→ PAGE TEXT

Data Classification | Kimberlite Docs

On this page

Overview
Classification Levels
Healthcare (HIPAA)
General Purpose
Schema Design
Classification Types
Tagging Data
At Insert Time
Bulk Classification
Querying by Classification
Access Control by Classification
De-identification
Compliance Reports
HIPAA Data Inventory
PCI DSS Data Report
Data Minimization Report
Automatic Classification
Audit Classification Changes
Labeling and Watermarking
Best Practices
1. Classify Early
2. Document Classification Decisions
3. Review Classifications Regularly
4. Enforce Access Controls
5. Minimize Sensitive Data
Related Documentation

Tag and manage data by sensitivity level in Kimberlite.

Overview

Data classification helps you:

Identify sensitive data (PHI, PII, PCI, etc.)
Apply appropriate security controls
Generate compliance reports
Enforce access policies

Classification Levels

Common classification schemes:

Healthcare (HIPAA)

Level	Description	Examples
PHI	Protected Health Information	Name + DOB, Medical records, SSN
De-identified	HIPAA Safe Harbor compliant	Age range, Zip code (3 digits)
Public	No PHI	Facility hours, Public health stats

General Purpose

Level	Description	Examples
Restricted	Highly sensitive	SSN, Credit cards, Passwords
Confidential	Sensitive business data	Financial records, Contracts
Internal	Internal use only	Employee directory, Policies
Public	Public information	Marketing materials, Website

Schema Design

Add a classification column to track sensitivity:

CREATE TABLE patients (
    id BIGINT PRIMARY KEY,
    name TEXT NOT NULL,
    date_of_birth DATE,
    ssn_encrypted TEXT,
    classification TEXT DEFAULT 'PHI',  -- Data classification
    created_at TIMESTAMP
);

-- Track classification at the column level
CREATE TABLE data_classifications (
    table_name TEXT NOT NULL,
    column_name TEXT NOT NULL,
    classification TEXT NOT NULL,
    reason TEXT,
    PRIMARY KEY (table_name, column_name)

→ EXERCISE DESCRIPTION
Copy the data classification page out in full, word for word.

→ THE DATA
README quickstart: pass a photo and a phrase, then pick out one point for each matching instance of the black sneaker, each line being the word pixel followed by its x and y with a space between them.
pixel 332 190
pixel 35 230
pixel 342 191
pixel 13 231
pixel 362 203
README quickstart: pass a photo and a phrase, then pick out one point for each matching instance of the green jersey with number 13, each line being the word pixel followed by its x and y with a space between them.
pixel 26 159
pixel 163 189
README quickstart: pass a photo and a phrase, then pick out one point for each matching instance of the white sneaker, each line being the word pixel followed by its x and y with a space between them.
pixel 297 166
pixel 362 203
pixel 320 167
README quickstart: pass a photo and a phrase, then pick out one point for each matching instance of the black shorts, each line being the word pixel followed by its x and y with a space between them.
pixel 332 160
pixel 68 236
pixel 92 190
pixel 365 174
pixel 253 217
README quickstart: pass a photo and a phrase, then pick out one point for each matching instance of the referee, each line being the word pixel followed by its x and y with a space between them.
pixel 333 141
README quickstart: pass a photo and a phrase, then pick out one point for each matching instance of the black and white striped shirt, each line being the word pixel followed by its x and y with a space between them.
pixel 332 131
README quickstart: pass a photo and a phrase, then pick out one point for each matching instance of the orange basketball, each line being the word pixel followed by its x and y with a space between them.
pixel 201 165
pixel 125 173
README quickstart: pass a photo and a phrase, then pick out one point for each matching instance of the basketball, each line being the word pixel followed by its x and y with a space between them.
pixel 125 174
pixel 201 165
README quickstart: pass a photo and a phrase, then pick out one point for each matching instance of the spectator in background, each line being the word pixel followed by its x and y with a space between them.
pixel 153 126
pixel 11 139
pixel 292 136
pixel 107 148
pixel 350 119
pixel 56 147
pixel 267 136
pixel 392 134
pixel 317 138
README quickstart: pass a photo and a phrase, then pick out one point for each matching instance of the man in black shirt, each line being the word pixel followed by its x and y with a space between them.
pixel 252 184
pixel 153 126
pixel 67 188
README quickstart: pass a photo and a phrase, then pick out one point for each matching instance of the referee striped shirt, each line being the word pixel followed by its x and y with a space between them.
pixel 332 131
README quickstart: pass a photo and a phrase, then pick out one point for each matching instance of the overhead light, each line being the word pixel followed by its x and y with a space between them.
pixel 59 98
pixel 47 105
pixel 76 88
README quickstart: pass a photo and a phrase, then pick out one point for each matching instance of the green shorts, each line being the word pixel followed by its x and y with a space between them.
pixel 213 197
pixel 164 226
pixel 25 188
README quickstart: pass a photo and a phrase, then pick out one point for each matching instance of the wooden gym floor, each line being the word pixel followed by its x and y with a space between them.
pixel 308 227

→ SOLUTION BELOW
Data Classification | Kimberlite Docs

On this page

Overview
Classification Levels
Healthcare (HIPAA)
General Purpose
Schema Design
Classification Types
Tagging Data
At Insert Time
Bulk Classification
Querying by Classification
Access Control by Classification
De-identification
Compliance Reports
HIPAA Data Inventory
PCI DSS Data Report
Data Minimization Report
Automatic Classification
Audit Classification Changes
Labeling and Watermarking
Best Practices
1. Classify Early
2. Document Classification Decisions
3. Review Classifications Regularly
4. Enforce Access Controls
5. Minimize Sensitive Data
Related Documentation

Tag and manage data by sensitivity level in Kimberlite.

Overview

Data classification helps you:

Identify sensitive data (PHI, PII, PCI, etc.)
Apply appropriate security controls
Generate compliance reports
Enforce access policies

Classification Levels

Common classification schemes:

Healthcare (HIPAA)

Level	Description	Examples
PHI	Protected Health Information	Name + DOB, Medical records, SSN
De-identified	HIPAA Safe Harbor compliant	Age range, Zip code (3 digits)
Public	No PHI	Facility hours, Public health stats

General Purpose

Level	Description	Examples
Restricted	Highly sensitive	SSN, Credit cards, Passwords
Confidential	Sensitive business data	Financial records, Contracts
Internal	Internal use only	Employee directory, Policies
Public	Public information	Marketing materials, Website

Schema Design

Add a classification column to track sensitivity:

CREATE TABLE patients (
    id BIGINT PRIMARY KEY,
    name TEXT NOT NULL,
    date_of_birth DATE,
    ssn_encrypted TEXT,
    classification TEXT DEFAULT 'PHI',  -- Data classification
    created_at TIMESTAMP
);

-- Track classification at the column level
CREATE TABLE data_classifications (
    table_name TEXT NOT NULL,
    column_name TEXT NOT NULL,
    classification TEXT NOT NULL,
    reason TEXT,
    PRIMARY KEY (table_name, column_name)